Reescreva como tabela Markdown, com as colunas Número e Linha, as linhas que vão da que contém "Draw the outline of every instance of the asphalt" até a que contém "115L54 115L57 128ZM33", inclusive, deixando de fora as linhas em branco.

Itens de dados:
#####
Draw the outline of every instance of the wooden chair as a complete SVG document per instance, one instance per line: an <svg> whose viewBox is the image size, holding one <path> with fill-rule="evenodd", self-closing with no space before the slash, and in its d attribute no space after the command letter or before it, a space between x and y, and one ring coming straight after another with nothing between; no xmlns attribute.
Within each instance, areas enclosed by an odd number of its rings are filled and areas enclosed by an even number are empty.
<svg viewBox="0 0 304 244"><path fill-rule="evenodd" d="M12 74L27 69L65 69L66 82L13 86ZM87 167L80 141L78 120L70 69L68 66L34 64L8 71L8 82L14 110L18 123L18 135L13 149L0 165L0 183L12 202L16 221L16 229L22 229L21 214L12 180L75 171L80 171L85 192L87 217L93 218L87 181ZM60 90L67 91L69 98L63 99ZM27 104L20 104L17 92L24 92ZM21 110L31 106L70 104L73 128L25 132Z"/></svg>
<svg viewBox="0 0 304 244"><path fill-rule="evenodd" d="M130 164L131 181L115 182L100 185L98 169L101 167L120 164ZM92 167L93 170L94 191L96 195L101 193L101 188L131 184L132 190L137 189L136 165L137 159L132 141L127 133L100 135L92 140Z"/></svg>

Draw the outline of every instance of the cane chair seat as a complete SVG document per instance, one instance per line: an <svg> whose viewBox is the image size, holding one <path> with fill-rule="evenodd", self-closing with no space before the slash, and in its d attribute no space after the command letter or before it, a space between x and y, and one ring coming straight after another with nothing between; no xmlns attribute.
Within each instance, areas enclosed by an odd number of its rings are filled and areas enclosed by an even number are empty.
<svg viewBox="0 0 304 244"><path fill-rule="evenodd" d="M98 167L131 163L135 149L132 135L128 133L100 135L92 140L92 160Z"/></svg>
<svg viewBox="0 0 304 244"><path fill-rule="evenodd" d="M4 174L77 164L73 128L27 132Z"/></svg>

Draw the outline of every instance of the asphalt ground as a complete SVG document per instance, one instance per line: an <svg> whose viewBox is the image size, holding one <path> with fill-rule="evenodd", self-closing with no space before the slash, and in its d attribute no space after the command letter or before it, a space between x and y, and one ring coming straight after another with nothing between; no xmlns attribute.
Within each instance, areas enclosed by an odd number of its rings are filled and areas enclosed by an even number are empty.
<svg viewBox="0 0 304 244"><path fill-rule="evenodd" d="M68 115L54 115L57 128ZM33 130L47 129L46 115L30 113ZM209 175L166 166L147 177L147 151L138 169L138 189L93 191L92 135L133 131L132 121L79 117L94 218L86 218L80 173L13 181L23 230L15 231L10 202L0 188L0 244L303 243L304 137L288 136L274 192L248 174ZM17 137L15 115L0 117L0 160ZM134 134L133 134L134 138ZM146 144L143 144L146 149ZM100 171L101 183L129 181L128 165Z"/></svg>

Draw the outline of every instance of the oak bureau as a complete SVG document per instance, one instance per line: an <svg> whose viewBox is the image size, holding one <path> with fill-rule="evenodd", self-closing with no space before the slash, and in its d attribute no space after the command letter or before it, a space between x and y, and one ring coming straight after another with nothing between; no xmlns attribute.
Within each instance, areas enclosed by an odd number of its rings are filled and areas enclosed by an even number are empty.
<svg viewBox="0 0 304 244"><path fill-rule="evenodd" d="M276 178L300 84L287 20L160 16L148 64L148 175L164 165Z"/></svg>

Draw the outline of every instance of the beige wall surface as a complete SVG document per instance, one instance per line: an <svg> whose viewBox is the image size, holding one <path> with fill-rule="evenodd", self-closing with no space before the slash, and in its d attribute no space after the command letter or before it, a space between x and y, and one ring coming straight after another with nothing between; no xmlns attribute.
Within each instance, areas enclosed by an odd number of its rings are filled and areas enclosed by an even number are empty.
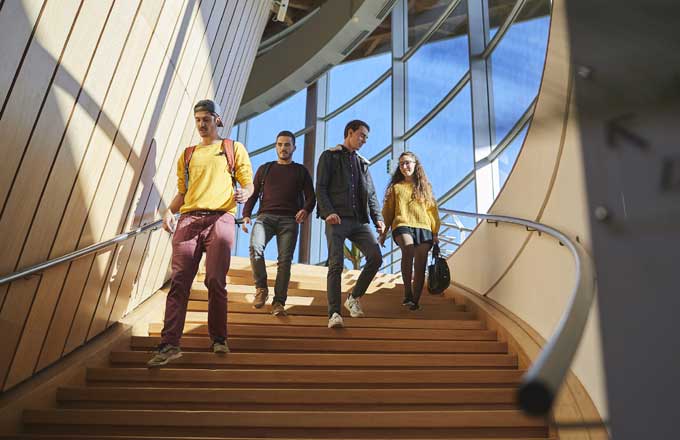
<svg viewBox="0 0 680 440"><path fill-rule="evenodd" d="M193 103L219 102L228 134L270 3L0 2L0 274L159 218ZM0 389L156 291L169 244L157 231L0 286Z"/></svg>
<svg viewBox="0 0 680 440"><path fill-rule="evenodd" d="M572 96L565 2L554 1L543 81L533 121L490 213L552 226L590 252L577 113ZM549 339L574 285L569 251L545 234L482 222L454 253L454 283L486 295ZM596 306L572 370L606 416Z"/></svg>

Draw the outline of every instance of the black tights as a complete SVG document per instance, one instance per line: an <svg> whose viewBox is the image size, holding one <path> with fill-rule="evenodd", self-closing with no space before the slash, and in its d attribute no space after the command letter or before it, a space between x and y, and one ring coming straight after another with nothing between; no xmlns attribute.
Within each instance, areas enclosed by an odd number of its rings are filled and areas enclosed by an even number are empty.
<svg viewBox="0 0 680 440"><path fill-rule="evenodd" d="M413 244L413 237L409 234L401 234L394 237L401 249L401 278L404 280L404 297L412 299L418 304L420 294L425 285L425 266L427 266L427 253L432 243ZM415 272L415 273L414 273ZM413 281L411 281L413 278Z"/></svg>

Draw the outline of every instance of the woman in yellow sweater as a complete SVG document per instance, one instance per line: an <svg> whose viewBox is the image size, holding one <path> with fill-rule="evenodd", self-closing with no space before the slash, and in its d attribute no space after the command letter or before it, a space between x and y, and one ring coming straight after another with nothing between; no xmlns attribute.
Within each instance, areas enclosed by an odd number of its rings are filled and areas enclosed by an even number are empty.
<svg viewBox="0 0 680 440"><path fill-rule="evenodd" d="M402 304L418 310L425 284L427 253L433 243L439 242L440 221L432 185L416 155L409 151L399 156L399 166L385 191L382 213L385 232L380 235L380 244L384 246L391 228L392 238L401 248Z"/></svg>

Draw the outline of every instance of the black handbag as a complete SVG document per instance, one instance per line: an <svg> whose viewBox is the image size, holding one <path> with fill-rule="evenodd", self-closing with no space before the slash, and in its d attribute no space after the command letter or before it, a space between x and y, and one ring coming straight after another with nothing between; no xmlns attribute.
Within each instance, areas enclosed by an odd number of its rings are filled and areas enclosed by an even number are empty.
<svg viewBox="0 0 680 440"><path fill-rule="evenodd" d="M449 265L439 256L439 245L432 247L432 264L427 266L427 290L432 295L440 295L451 284Z"/></svg>

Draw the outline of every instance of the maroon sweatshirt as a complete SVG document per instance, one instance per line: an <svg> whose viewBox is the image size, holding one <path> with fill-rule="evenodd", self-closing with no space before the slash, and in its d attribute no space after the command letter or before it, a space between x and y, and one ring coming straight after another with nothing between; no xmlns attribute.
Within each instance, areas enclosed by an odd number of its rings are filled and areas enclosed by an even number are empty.
<svg viewBox="0 0 680 440"><path fill-rule="evenodd" d="M262 188L262 177L267 165L260 165L255 173L253 179L255 191L243 206L243 217L252 216L253 207L261 192L258 214L295 216L303 208L311 214L316 205L316 196L312 177L307 168L295 162L288 165L270 163Z"/></svg>

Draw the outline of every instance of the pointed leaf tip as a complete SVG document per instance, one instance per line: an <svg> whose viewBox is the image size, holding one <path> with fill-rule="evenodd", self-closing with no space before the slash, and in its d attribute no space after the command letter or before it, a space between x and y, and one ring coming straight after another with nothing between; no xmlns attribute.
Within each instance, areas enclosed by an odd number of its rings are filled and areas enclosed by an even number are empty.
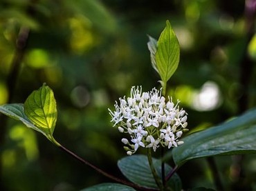
<svg viewBox="0 0 256 191"><path fill-rule="evenodd" d="M24 112L37 130L44 132L48 139L53 139L57 107L53 92L48 86L44 83L28 96L24 103Z"/></svg>
<svg viewBox="0 0 256 191"><path fill-rule="evenodd" d="M161 80L166 83L178 68L180 48L178 39L170 21L160 35L155 54L156 68Z"/></svg>

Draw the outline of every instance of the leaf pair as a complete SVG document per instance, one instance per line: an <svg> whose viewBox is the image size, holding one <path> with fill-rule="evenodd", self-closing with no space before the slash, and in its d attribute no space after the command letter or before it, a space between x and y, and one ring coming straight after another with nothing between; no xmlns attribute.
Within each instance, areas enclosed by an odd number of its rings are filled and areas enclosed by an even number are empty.
<svg viewBox="0 0 256 191"><path fill-rule="evenodd" d="M24 104L11 103L0 105L0 112L21 121L57 144L53 137L57 121L56 101L53 90L44 84L33 91Z"/></svg>

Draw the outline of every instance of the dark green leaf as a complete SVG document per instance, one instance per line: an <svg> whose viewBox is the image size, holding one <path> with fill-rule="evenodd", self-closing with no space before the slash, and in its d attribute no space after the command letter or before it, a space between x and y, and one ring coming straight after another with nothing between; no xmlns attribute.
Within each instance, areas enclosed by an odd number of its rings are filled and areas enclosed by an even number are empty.
<svg viewBox="0 0 256 191"><path fill-rule="evenodd" d="M153 163L161 177L161 161L153 159ZM158 188L151 172L147 156L138 154L126 157L118 161L118 165L122 173L131 182L146 188ZM165 164L165 174L171 170L171 167ZM173 190L181 190L181 181L176 174L168 181L167 185Z"/></svg>
<svg viewBox="0 0 256 191"><path fill-rule="evenodd" d="M120 183L106 183L84 188L81 191L135 191L134 188Z"/></svg>
<svg viewBox="0 0 256 191"><path fill-rule="evenodd" d="M53 90L44 84L29 95L24 109L30 121L48 138L52 137L57 120L56 101Z"/></svg>
<svg viewBox="0 0 256 191"><path fill-rule="evenodd" d="M178 68L180 49L178 39L169 21L160 35L156 52L156 68L163 83L166 82Z"/></svg>
<svg viewBox="0 0 256 191"><path fill-rule="evenodd" d="M256 153L256 110L184 138L172 150L176 164L214 155Z"/></svg>

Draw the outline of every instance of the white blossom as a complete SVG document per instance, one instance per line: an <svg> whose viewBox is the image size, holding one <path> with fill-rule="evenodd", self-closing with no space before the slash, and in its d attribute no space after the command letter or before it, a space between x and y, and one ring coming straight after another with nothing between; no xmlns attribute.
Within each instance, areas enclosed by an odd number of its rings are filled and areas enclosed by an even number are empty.
<svg viewBox="0 0 256 191"><path fill-rule="evenodd" d="M140 147L156 151L160 145L171 148L183 143L179 139L187 130L188 114L179 108L179 101L174 104L161 94L161 89L143 92L141 86L134 86L130 97L120 98L119 104L116 101L114 111L109 109L113 126L130 137L122 139L128 155Z"/></svg>

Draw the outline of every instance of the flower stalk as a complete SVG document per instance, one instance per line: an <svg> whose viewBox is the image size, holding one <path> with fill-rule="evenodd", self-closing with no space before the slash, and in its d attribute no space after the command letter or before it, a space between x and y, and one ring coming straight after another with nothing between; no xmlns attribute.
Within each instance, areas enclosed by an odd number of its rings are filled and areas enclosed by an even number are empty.
<svg viewBox="0 0 256 191"><path fill-rule="evenodd" d="M151 148L147 149L147 161L149 162L149 165L151 169L151 172L152 172L154 179L155 179L156 183L157 186L159 188L160 190L164 190L164 187L163 183L161 182L161 178L156 173L156 170L154 166L153 161L152 161L152 155L151 153Z"/></svg>

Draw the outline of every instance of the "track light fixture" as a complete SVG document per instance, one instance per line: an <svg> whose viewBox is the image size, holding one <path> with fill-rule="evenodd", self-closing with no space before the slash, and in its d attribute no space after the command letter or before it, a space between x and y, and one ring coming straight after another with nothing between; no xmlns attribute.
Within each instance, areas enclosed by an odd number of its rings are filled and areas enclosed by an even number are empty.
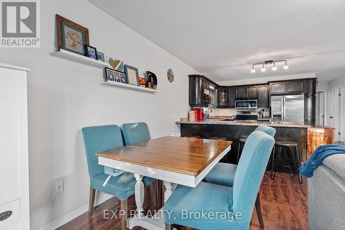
#####
## Solução do exercício
| Número | Linha |
|---|---|
| 1 | Draw the outline of every instance of the asphalt ground as a complete SVG document per instance, one instance per line: an <svg> whose viewBox is the image size, holding one <path> with fill-rule="evenodd", self-closing with no space before the slash, and in its d attribute no space after the command letter or before it, a space between x and y, and one ring coming straight after another with nothing between; no xmlns attribute. |
| 2 | Within each instance, areas enclosed by an odd number of its rings are filled and areas enclosed by an even number are empty. |
| 3 | <svg viewBox="0 0 304 244"><path fill-rule="evenodd" d="M68 115L54 115L57 128ZM33 130L47 129L46 115L30 113ZM209 175L166 166L147 177L147 151L138 169L138 189L93 191L92 135L133 131L132 121L79 117L94 218L86 218L80 173L13 181L23 230L15 231L10 202L0 188L0 244L303 243L304 137L288 136L274 192L248 174ZM17 137L15 115L0 117L0 160ZM134 134L133 134L134 138ZM146 144L143 144L146 149ZM100 171L101 183L129 181L128 165Z"/></svg> |